------ MATERIAL SUPPLIED

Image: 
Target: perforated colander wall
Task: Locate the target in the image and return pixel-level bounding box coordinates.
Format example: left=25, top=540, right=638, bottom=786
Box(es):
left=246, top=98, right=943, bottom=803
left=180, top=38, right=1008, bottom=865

------------
------ MATERIAL SUPPLIED

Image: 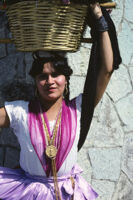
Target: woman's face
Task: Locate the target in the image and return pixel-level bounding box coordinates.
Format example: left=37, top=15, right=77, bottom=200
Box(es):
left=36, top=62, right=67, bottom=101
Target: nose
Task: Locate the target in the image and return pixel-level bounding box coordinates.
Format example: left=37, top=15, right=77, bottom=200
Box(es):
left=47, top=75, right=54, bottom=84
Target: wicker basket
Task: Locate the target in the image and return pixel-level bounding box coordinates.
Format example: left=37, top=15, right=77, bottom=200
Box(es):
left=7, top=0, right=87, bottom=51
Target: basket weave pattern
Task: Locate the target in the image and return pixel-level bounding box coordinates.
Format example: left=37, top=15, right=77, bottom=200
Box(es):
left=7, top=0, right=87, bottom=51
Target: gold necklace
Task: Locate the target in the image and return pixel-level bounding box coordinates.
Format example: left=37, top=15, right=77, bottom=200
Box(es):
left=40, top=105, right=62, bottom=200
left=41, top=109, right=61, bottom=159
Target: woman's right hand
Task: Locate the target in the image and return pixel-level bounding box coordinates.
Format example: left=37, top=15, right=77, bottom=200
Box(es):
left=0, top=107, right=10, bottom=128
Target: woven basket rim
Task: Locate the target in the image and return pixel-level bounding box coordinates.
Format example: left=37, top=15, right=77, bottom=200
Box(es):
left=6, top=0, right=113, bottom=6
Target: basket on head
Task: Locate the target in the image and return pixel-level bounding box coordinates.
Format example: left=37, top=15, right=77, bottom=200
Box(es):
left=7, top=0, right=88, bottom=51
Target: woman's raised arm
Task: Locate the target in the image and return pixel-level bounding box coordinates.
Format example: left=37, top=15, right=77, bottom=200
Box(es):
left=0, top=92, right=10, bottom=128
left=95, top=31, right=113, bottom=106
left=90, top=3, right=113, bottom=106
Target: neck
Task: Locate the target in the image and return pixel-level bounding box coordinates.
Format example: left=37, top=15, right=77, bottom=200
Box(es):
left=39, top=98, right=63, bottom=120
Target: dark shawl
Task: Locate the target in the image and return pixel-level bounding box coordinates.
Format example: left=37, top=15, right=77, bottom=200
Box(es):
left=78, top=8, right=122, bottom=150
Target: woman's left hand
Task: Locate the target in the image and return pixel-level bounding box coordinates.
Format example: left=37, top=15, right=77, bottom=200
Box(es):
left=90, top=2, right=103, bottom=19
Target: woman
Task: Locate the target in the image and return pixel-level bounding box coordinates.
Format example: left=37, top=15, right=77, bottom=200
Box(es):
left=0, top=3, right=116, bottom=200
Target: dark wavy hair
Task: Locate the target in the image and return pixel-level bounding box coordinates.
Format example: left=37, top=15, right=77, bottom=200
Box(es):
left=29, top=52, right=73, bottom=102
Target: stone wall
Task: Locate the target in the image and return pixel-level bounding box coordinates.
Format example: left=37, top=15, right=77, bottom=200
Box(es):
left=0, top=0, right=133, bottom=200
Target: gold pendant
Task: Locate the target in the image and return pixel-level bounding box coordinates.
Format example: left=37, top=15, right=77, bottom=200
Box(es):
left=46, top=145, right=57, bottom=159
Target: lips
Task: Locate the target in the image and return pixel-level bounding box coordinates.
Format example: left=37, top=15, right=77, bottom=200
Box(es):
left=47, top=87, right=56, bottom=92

------------
------ MATERIAL SUPPLIED

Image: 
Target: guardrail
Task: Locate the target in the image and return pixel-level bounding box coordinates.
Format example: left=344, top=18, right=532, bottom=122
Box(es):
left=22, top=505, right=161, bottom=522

------------

WHAT TO PRODUCE: Reproduce the records between the lines holding "Target: gold necklace" and "left=39, top=98, right=63, bottom=120", inclusive, with the requests kept as they are. Multiply every bounding box coordinate in the answers by 1.2 and round to whole numbers, with halves rounded up, leaving the numbers in the requests and their format samples unchanged.

ANSWER TO THIS TASK:
Target: gold necklace
Task: Locate the target in the image and return pixel-level bounding box coordinates.
Format example: left=37, top=15, right=77, bottom=200
Box(es):
left=48, top=126, right=74, bottom=240
left=49, top=131, right=73, bottom=191
Target: woman's right hand
Task: Locate the target in the image and return pixel-level bounding box coordinates.
Format example: left=37, top=15, right=77, bottom=200
Box(es):
left=0, top=128, right=12, bottom=154
Target: woven basket rim
Task: Locate the target in the image and return pixel-level bounding box coordinates.
Format example: left=37, top=15, right=77, bottom=200
Box(es):
left=7, top=0, right=136, bottom=7
Target: basket on head
Task: Locate the target in the image and return pixel-level bounding box coordinates.
Format example: left=37, top=15, right=77, bottom=200
Box(es):
left=8, top=0, right=106, bottom=61
Target: woman's raised arm
Task: Locate the target in the image and return pixel-level bounding box coordinates.
Format example: left=37, top=15, right=77, bottom=200
Box(es):
left=0, top=110, right=12, bottom=154
left=114, top=37, right=136, bottom=127
left=108, top=4, right=136, bottom=127
Target: neck
Task: Locate the target in the image and return pixel-level bounding box coordinates.
Format example: left=37, top=15, right=77, bottom=200
Box(es):
left=47, top=118, right=76, bottom=144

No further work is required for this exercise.